(Excerpts from a dataset)
== Segment start ==

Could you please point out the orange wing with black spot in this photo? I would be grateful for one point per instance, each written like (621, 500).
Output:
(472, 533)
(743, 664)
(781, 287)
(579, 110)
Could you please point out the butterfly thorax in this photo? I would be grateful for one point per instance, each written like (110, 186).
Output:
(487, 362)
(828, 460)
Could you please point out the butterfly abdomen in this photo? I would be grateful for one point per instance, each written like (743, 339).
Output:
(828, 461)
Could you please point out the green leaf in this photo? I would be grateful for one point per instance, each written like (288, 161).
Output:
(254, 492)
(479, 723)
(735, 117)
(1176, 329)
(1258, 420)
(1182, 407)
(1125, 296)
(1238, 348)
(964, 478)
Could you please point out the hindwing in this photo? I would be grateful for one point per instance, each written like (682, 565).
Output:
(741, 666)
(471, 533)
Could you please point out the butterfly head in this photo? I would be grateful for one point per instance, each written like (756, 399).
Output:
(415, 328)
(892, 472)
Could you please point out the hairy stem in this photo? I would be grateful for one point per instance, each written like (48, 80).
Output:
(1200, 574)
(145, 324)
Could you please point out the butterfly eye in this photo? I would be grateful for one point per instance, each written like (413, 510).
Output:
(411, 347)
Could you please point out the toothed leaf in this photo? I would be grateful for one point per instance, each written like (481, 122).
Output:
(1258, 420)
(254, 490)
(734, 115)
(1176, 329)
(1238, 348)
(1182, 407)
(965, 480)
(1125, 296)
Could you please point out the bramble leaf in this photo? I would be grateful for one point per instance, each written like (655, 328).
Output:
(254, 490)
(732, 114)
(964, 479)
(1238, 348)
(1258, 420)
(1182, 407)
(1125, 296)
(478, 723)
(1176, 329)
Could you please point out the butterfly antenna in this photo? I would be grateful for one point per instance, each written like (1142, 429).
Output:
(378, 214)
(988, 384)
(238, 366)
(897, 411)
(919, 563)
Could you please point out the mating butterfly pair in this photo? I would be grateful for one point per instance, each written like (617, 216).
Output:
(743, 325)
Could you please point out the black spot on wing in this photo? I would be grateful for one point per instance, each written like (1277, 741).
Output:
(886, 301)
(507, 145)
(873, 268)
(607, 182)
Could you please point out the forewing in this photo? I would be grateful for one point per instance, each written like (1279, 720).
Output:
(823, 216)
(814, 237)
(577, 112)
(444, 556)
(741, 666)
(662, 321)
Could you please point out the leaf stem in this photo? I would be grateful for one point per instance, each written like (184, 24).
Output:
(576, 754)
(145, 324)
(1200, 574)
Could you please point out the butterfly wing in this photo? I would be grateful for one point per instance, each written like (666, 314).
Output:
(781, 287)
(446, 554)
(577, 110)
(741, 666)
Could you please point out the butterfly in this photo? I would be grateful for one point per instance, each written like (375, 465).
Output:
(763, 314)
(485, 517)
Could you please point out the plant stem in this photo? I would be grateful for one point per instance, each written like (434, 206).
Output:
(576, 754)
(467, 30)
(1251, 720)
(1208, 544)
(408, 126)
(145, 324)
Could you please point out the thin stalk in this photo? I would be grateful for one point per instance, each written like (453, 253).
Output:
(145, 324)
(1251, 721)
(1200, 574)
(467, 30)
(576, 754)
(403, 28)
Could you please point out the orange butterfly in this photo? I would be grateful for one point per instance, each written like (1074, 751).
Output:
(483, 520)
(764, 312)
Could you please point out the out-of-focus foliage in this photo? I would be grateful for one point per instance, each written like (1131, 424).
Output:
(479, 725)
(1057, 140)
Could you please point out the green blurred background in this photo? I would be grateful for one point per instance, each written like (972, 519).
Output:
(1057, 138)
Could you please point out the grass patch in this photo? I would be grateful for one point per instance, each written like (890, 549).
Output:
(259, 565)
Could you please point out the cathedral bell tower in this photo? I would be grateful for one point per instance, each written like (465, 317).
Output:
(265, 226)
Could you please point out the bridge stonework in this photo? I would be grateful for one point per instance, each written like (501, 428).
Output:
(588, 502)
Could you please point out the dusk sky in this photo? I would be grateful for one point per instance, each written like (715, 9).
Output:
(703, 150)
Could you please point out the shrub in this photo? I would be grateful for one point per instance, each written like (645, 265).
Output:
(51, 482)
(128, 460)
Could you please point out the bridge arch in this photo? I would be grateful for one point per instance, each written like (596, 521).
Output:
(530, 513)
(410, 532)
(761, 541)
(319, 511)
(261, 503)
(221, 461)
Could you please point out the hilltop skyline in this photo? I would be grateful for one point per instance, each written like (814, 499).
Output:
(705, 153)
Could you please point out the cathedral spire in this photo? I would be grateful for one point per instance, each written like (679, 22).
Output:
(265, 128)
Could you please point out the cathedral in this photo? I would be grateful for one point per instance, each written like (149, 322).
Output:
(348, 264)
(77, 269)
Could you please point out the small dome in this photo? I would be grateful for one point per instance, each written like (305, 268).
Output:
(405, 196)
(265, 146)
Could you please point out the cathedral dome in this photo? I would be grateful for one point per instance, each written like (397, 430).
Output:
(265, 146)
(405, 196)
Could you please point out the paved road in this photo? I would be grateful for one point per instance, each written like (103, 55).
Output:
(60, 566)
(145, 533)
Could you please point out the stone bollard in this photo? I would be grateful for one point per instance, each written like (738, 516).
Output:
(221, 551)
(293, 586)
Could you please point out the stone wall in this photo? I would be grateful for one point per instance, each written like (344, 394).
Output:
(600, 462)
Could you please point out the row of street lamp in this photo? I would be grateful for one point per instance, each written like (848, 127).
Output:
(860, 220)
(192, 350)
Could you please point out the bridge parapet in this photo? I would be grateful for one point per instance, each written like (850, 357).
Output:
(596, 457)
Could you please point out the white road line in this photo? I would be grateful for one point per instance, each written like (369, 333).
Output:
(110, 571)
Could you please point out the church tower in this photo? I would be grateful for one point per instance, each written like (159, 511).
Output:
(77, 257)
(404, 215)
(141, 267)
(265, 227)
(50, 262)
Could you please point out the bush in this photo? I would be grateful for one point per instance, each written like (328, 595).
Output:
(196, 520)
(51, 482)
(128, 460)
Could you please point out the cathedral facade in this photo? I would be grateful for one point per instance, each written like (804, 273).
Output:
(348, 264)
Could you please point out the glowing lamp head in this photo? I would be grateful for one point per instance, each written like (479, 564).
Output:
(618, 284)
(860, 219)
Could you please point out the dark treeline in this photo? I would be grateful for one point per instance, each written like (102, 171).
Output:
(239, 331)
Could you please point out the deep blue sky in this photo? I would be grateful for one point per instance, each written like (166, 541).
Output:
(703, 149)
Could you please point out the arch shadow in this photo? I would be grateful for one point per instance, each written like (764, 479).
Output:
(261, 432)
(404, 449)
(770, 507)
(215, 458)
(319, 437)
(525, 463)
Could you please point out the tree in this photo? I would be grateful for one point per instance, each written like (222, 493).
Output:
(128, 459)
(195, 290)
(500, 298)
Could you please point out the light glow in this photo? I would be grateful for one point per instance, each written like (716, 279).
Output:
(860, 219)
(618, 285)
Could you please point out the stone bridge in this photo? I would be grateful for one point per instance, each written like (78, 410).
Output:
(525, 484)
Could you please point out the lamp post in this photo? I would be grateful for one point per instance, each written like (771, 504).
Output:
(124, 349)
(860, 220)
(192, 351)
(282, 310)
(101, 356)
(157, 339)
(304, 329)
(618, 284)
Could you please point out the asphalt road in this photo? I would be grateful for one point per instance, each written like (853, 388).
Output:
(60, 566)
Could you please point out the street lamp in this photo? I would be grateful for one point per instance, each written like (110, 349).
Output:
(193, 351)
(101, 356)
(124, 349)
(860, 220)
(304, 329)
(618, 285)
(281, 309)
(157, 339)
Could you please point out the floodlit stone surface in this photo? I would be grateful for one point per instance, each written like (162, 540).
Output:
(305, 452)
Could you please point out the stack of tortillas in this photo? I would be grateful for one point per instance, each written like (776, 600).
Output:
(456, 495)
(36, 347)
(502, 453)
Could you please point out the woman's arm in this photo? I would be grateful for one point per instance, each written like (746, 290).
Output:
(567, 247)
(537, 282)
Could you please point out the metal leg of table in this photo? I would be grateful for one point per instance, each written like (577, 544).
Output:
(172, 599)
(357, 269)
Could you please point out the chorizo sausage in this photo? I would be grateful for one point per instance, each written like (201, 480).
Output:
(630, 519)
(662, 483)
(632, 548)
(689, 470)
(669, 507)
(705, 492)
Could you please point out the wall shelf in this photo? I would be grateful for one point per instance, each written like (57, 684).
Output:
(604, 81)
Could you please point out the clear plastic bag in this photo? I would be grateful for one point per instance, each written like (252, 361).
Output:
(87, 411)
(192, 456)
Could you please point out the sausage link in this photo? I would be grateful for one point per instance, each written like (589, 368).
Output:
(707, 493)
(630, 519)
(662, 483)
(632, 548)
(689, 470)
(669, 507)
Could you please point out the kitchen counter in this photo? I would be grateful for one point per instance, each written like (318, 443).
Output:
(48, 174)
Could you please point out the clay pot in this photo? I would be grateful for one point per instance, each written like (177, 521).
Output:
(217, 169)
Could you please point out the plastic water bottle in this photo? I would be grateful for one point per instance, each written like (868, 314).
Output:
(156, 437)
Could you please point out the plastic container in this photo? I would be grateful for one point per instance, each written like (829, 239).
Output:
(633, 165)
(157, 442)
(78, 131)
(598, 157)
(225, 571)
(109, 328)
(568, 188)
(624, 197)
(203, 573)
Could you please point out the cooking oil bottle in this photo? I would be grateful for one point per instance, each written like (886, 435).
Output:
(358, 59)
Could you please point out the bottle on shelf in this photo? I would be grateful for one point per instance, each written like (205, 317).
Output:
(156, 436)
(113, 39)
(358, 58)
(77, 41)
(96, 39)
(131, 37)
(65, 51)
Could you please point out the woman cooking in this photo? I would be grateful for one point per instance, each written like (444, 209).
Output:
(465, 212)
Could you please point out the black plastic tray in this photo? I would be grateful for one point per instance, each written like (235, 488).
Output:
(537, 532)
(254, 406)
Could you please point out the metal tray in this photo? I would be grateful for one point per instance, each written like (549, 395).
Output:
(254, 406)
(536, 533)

== Segment end ==

## What you should do
The lines to copy run from the first line of the entries to the line containing "Could you please point out the green leaf"; copy them exactly and output nothing else.

## Solution to this exercise
Could you please point out the orange wing with black spot in this photo? I would be grateful for one point per instance, each written like (621, 500).
Output:
(472, 533)
(743, 664)
(781, 287)
(579, 110)
Could you please point out the butterfly thorax in this photo? I would be grateful for one point per instance, each written like (110, 186).
Output:
(487, 362)
(828, 460)
Could you please point out the butterfly abdomen in this photo? I would be grateful for one point per instance, each written like (743, 339).
Output:
(828, 461)
Could you please point out the green leaf in this photo? I would be grateful for one point per instance, each written like (288, 161).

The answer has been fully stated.